> _EXERCISE INSTRUCTIONS_: Each line from the one that contains "102L499 104L478 109L489" through the end of the entries should be repeated exactly, with nothing added.

> _Collected data entries_:
Start of Block

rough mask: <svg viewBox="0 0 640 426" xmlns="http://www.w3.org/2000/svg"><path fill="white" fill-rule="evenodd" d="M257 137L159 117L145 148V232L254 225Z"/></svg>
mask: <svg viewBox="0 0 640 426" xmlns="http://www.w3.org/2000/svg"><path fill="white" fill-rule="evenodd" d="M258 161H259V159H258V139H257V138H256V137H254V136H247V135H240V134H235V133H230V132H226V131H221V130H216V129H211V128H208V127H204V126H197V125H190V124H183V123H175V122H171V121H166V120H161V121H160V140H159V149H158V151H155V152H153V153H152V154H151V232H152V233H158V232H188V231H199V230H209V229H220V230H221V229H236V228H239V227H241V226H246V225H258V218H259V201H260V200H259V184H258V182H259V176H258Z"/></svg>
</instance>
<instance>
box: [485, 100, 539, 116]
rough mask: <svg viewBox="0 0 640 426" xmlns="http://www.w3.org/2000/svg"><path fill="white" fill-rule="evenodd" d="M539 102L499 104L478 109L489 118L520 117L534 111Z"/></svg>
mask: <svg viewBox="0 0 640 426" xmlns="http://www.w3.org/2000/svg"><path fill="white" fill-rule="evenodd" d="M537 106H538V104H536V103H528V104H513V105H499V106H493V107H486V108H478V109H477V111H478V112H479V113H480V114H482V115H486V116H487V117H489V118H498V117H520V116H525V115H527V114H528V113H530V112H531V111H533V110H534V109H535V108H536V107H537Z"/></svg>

End of Block

> _RESULT FOR THIS EXERCISE_:
rough mask: <svg viewBox="0 0 640 426" xmlns="http://www.w3.org/2000/svg"><path fill="white" fill-rule="evenodd" d="M539 102L499 104L478 109L489 118L520 117L534 111Z"/></svg>
mask: <svg viewBox="0 0 640 426" xmlns="http://www.w3.org/2000/svg"><path fill="white" fill-rule="evenodd" d="M537 106H538V104H536V103H528V104H513V105H499V106H493V107H486V108H478V109H477V111H478V112H479V113H480V114H482V115H486V116H487V117H489V118H498V117H520V116H525V115H527V114H528V113H530V112H531V111H533V110H534V109H535V108H536V107H537Z"/></svg>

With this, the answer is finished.